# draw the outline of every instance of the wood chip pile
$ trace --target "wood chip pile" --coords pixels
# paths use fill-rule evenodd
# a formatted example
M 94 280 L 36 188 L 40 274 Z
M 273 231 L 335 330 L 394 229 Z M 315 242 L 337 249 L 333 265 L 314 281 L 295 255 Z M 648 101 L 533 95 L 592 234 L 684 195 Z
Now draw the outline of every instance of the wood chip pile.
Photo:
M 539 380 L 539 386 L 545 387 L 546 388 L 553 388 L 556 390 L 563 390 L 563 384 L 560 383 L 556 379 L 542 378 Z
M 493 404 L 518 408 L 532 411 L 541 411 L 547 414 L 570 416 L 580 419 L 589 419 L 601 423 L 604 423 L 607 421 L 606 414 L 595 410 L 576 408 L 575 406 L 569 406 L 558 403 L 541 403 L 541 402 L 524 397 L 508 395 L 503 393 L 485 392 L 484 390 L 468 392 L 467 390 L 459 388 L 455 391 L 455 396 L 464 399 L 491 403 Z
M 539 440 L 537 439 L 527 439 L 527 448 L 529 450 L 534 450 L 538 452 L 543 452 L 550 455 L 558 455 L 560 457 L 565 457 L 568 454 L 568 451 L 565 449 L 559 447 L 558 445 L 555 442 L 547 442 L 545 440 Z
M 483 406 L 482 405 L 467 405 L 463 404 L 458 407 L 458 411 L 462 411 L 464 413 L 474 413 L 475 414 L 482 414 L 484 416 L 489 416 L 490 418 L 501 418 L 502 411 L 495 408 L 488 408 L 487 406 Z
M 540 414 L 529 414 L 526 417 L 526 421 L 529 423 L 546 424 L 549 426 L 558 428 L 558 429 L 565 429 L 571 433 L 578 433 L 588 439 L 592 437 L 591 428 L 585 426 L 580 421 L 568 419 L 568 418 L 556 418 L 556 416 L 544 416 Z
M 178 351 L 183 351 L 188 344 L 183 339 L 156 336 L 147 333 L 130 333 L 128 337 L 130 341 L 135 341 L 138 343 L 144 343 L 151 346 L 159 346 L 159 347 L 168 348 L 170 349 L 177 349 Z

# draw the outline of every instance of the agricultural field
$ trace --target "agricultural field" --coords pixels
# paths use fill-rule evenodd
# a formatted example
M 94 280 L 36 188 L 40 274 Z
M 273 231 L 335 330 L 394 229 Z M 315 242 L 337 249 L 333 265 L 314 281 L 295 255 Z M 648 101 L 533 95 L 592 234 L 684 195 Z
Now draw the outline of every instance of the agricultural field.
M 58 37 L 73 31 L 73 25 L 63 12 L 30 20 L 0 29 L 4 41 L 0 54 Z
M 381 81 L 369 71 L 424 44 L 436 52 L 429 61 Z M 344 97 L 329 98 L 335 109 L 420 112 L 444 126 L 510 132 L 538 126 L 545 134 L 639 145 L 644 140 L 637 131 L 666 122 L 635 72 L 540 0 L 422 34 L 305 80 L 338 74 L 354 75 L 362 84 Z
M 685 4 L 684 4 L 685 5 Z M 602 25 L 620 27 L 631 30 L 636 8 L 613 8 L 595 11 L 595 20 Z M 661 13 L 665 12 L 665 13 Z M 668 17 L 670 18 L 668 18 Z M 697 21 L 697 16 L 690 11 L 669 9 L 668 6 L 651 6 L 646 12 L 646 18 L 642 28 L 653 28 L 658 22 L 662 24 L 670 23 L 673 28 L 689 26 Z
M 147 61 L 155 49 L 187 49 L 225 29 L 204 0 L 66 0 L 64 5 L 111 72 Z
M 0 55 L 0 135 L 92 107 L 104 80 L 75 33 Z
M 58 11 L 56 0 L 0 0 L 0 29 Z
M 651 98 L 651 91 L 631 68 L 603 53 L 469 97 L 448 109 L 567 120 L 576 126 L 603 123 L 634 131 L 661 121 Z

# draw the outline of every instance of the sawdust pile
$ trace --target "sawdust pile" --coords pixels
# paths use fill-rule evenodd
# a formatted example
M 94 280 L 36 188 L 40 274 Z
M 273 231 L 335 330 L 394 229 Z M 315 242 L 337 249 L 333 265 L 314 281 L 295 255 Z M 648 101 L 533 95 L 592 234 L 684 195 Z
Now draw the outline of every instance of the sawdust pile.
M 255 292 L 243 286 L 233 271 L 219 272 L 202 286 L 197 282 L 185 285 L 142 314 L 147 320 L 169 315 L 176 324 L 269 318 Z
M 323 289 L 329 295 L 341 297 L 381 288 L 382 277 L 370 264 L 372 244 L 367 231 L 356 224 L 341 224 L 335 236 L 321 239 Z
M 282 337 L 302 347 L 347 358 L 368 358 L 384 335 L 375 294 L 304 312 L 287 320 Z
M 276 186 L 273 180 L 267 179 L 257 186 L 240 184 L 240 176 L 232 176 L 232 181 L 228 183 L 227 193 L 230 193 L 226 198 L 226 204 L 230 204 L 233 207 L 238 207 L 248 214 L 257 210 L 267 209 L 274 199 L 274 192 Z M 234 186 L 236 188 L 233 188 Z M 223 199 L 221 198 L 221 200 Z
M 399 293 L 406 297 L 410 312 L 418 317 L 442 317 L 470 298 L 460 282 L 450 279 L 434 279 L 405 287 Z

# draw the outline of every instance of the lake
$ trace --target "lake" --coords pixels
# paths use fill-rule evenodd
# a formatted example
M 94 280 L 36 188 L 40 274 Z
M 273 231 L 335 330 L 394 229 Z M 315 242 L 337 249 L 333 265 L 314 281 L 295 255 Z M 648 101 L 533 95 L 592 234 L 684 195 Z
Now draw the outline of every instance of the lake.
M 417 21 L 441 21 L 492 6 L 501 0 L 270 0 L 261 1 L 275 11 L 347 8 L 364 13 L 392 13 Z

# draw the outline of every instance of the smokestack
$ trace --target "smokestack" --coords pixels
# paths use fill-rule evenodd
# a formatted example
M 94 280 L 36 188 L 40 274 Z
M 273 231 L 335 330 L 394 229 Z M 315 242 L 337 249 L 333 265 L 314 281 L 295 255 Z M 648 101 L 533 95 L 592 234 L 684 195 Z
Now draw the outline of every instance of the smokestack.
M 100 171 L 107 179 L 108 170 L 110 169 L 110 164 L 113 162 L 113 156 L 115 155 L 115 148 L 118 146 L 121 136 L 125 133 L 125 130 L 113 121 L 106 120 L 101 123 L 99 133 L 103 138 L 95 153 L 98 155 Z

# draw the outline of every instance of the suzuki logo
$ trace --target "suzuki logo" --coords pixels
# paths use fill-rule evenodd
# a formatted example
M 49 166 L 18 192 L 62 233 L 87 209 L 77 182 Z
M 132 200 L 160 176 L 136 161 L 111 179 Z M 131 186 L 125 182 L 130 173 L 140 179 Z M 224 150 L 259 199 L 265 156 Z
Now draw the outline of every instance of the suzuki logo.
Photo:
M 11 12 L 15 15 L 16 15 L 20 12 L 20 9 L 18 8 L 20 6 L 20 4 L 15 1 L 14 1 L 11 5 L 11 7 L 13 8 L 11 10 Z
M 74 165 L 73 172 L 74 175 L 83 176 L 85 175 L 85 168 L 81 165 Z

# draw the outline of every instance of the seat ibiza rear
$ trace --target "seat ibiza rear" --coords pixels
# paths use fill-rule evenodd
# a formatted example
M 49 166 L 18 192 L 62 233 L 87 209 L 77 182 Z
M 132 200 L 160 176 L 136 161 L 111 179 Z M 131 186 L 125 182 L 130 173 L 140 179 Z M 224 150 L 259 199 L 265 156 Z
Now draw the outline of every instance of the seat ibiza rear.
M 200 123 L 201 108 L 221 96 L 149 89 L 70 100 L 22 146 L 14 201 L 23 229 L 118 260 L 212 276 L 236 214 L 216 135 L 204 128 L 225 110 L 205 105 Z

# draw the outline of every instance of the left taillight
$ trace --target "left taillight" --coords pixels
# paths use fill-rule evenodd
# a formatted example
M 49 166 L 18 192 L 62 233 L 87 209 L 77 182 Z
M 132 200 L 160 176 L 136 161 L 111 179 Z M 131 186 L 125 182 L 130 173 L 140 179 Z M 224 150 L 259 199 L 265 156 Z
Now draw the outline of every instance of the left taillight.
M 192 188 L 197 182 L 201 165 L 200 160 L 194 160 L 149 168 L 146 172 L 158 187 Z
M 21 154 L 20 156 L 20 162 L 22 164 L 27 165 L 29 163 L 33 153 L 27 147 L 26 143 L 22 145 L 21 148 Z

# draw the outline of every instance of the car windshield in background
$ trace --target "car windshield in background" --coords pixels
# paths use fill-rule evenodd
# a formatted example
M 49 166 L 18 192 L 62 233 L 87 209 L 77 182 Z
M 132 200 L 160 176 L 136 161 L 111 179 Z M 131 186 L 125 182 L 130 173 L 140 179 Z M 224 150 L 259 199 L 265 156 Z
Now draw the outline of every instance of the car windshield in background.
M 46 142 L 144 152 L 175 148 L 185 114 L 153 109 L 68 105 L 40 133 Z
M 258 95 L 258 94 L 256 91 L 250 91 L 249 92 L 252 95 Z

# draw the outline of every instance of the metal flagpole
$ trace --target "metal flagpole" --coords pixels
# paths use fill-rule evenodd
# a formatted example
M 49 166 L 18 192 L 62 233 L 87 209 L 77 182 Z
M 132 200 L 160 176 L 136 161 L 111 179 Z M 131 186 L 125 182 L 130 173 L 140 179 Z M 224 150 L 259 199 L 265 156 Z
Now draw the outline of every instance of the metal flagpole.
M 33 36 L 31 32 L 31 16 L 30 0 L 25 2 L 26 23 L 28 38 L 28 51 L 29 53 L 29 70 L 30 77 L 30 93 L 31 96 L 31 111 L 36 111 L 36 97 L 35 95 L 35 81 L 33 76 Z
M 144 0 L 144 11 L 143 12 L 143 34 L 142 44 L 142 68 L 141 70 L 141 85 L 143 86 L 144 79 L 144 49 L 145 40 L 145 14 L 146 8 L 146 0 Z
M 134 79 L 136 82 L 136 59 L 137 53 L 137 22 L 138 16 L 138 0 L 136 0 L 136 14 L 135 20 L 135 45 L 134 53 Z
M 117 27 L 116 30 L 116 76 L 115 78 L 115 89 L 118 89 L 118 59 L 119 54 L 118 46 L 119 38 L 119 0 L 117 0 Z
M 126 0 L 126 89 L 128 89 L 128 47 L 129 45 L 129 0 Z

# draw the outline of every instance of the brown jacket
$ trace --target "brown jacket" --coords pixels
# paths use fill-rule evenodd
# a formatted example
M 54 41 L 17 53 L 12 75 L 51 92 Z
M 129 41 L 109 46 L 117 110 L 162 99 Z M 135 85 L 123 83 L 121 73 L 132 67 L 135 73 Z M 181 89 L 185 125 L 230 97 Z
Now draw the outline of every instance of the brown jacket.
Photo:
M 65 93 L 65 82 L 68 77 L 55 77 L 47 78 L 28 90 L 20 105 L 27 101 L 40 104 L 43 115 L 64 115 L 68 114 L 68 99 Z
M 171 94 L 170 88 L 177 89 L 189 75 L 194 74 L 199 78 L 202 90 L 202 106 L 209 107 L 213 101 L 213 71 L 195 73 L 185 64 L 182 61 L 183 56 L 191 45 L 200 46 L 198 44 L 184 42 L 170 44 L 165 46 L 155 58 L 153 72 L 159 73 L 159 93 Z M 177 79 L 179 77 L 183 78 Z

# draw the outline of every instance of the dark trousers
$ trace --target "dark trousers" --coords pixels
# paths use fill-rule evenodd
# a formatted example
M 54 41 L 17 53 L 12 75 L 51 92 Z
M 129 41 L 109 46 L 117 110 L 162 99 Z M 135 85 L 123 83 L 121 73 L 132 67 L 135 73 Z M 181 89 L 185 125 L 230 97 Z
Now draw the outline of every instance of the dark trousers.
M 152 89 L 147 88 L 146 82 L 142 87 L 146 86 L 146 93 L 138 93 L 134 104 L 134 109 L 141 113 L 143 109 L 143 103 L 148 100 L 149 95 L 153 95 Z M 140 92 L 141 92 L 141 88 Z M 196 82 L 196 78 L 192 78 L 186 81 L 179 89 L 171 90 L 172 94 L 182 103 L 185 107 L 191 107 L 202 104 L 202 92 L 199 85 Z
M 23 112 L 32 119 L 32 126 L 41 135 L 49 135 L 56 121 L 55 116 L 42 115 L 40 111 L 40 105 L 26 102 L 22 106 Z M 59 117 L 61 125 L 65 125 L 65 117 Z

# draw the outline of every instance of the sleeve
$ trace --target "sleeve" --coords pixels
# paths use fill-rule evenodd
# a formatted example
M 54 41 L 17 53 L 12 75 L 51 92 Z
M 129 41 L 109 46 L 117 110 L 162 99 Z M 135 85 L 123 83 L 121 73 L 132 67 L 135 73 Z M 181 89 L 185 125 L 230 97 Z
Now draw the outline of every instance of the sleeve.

• EXERCISE DETAILS
Rescale every line from the start of the items through the line containing "M 539 440 L", writing each line out again. Multiply each coordinate in the answer outlines by 1.65 and round to whole numbers, with halves rounding up. Leave every other line unchanged, including the numbers in the sample outlines.

• RESULT
# draw the outline of every instance of the wood chip pile
$ trace --target "wood chip pile" --coords pixels
# paths use fill-rule evenodd
# a formatted example
M 94 280 L 36 188 L 40 274 Z
M 273 231 L 335 330 L 394 229 Z M 315 242 L 337 249 L 333 265 L 314 281 L 295 255 Z M 648 101 L 533 95 L 592 234 L 684 195 Z
Now draw the outline of every instance of the wood chip pile.
Photo:
M 889 627 L 889 637 L 899 639 L 901 640 L 912 640 L 917 644 L 929 644 L 929 634 L 924 632 L 917 625 L 894 624 Z
M 813 667 L 855 673 L 878 678 L 893 678 L 903 683 L 941 686 L 957 691 L 972 691 L 992 698 L 997 698 L 1002 695 L 1000 683 L 982 677 L 950 673 L 949 670 L 939 670 L 921 665 L 893 665 L 893 663 L 865 655 L 838 652 L 830 648 L 800 647 L 799 644 L 772 647 L 771 644 L 757 640 L 751 645 L 751 653 L 766 658 L 810 665 Z
M 889 726 L 886 724 L 870 724 L 870 739 L 873 743 L 881 743 L 888 746 L 896 746 L 908 751 L 921 751 L 924 754 L 932 754 L 937 749 L 937 744 L 932 741 L 922 738 L 921 734 L 916 729 L 903 729 L 899 726 Z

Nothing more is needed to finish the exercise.